▶ _REQUIREMENTS_
Please state how many lines in the items below contain the string "plate", with case counting, and give only that number.

(Excerpts from a point labeling dataset)
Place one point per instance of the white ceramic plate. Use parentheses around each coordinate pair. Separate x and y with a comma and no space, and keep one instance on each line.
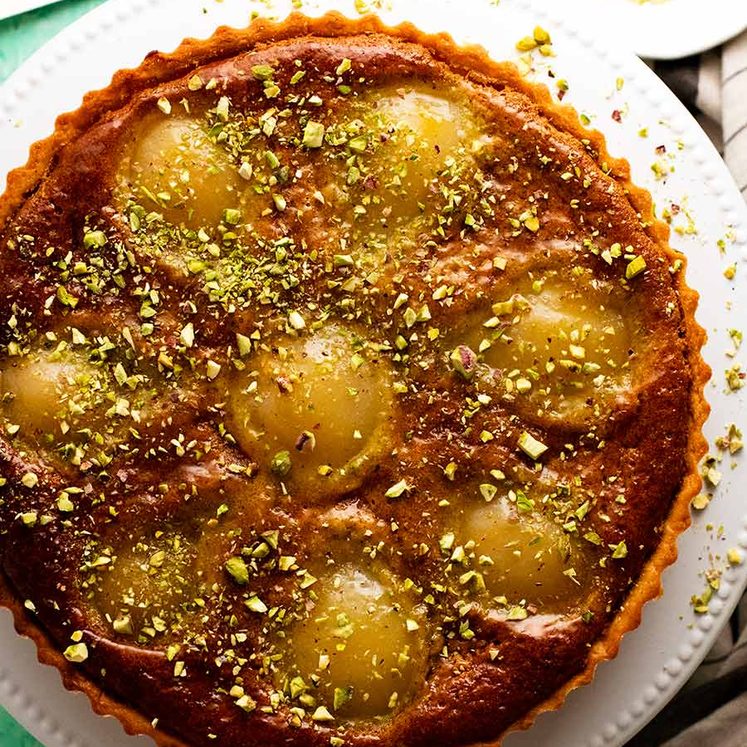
(16,7)
(656,659)
(660,29)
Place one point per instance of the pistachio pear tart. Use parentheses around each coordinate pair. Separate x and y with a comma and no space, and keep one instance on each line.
(351,394)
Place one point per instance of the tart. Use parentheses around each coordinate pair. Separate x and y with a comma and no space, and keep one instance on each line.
(351,393)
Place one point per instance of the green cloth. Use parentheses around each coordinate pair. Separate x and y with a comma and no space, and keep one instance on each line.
(20,37)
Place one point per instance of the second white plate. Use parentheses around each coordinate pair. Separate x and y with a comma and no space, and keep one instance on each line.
(660,29)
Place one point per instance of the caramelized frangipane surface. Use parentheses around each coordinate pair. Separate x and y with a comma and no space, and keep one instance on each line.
(150,587)
(179,171)
(523,556)
(403,151)
(361,649)
(314,409)
(563,345)
(53,394)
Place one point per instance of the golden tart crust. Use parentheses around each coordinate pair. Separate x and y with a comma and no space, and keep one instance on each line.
(602,470)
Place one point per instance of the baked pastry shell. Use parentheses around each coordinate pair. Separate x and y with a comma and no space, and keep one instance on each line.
(471,61)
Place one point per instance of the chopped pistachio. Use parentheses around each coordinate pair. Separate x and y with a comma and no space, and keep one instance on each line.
(396,490)
(463,361)
(76,653)
(533,448)
(313,135)
(236,567)
(322,715)
(281,464)
(619,550)
(734,556)
(635,267)
(187,335)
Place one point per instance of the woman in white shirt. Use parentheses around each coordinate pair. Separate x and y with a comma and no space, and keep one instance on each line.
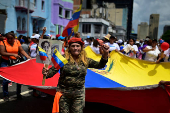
(112,44)
(152,52)
(95,47)
(167,55)
(131,49)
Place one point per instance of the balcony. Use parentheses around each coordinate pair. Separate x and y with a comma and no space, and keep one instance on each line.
(22,5)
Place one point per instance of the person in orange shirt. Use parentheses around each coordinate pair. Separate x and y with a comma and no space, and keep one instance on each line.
(9,50)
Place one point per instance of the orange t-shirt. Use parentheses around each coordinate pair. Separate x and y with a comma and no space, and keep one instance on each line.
(11,49)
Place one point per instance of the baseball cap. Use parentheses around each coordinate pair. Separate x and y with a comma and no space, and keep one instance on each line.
(120,41)
(137,42)
(107,36)
(22,40)
(88,36)
(37,36)
(61,38)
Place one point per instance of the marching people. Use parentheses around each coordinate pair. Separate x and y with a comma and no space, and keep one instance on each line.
(96,47)
(131,49)
(112,44)
(9,50)
(152,52)
(72,75)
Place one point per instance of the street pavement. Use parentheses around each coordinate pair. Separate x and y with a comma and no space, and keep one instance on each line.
(30,104)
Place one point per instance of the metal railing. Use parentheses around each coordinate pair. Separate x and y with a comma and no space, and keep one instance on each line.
(24,3)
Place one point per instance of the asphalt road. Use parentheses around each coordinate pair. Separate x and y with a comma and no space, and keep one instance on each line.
(30,104)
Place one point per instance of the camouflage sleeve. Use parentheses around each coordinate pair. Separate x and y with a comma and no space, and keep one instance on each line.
(95,64)
(52,72)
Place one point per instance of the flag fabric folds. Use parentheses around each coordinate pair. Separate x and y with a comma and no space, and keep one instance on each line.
(125,82)
(73,23)
(42,54)
(58,60)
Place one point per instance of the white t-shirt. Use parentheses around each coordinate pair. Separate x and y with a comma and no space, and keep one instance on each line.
(130,49)
(167,54)
(113,46)
(95,49)
(152,55)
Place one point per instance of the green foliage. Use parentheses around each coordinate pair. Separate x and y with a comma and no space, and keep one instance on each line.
(166,36)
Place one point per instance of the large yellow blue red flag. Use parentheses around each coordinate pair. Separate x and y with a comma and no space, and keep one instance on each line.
(73,23)
(58,60)
(42,53)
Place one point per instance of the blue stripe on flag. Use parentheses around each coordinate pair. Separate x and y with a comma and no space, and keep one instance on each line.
(75,16)
(58,61)
(42,54)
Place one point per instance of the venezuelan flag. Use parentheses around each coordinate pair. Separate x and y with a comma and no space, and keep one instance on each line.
(73,23)
(42,53)
(58,60)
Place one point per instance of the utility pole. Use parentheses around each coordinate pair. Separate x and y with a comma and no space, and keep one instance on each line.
(28,8)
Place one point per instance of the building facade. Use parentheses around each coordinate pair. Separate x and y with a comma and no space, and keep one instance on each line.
(143,30)
(153,26)
(94,27)
(61,11)
(166,28)
(17,16)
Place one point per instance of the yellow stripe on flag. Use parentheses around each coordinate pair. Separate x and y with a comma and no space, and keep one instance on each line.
(132,72)
(40,49)
(60,57)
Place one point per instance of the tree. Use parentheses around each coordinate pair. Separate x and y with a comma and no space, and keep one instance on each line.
(166,36)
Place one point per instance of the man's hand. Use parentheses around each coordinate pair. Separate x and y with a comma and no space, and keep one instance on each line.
(45,71)
(44,29)
(16,56)
(105,49)
(162,82)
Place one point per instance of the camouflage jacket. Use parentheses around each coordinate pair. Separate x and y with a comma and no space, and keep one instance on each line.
(73,76)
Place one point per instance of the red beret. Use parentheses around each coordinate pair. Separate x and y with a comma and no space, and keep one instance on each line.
(57,35)
(75,40)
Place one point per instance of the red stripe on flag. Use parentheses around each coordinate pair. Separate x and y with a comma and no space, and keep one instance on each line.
(56,65)
(43,58)
(71,24)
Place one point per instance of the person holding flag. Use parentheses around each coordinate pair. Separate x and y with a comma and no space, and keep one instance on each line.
(72,75)
(73,24)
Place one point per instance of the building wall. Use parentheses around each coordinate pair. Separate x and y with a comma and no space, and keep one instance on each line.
(124,18)
(43,16)
(11,14)
(93,22)
(143,30)
(166,28)
(153,26)
(60,20)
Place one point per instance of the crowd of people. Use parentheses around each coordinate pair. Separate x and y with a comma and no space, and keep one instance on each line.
(146,49)
(72,76)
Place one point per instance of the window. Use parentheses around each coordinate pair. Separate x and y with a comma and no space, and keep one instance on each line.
(105,30)
(19,23)
(23,24)
(67,14)
(42,5)
(60,11)
(35,3)
(86,28)
(59,29)
(97,28)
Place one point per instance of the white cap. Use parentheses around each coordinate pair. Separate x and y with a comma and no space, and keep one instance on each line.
(137,42)
(37,36)
(119,41)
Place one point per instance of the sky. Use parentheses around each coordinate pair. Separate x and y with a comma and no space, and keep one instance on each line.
(142,9)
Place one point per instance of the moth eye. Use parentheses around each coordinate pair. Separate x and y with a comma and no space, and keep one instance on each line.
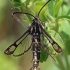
(12,48)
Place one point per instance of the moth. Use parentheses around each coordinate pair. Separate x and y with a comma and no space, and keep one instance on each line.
(36,31)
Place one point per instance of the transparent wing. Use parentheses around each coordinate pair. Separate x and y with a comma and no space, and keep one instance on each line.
(22,42)
(56,47)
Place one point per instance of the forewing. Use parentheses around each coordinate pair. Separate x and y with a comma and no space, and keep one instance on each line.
(56,47)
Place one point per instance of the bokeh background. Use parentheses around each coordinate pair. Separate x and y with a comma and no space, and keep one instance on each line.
(10,31)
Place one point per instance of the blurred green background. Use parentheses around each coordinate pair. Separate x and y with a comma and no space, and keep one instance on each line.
(11,30)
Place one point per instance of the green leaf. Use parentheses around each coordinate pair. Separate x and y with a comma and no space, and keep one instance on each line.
(43,56)
(51,7)
(16,1)
(57,7)
(65,16)
(17,5)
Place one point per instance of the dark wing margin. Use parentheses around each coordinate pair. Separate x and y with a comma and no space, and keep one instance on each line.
(56,47)
(8,51)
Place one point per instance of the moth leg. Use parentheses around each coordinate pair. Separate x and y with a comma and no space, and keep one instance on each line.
(46,50)
(23,52)
(9,50)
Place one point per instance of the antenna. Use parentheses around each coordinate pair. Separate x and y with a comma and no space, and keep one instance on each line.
(43,7)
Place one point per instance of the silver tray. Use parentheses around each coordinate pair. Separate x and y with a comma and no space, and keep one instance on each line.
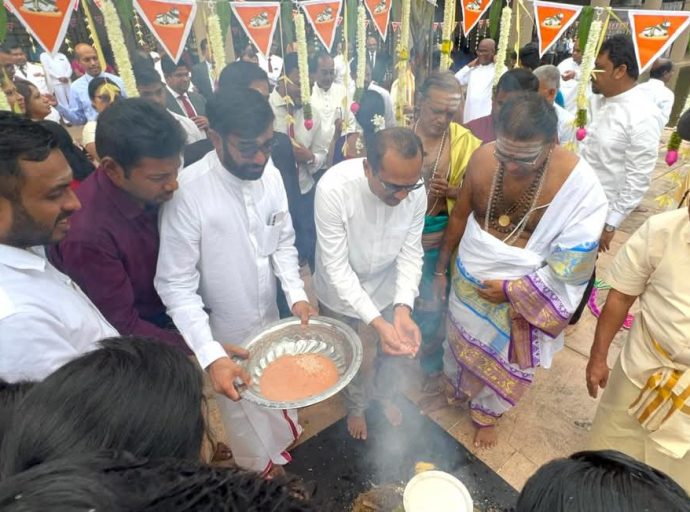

▶ _TASK RESULT_
2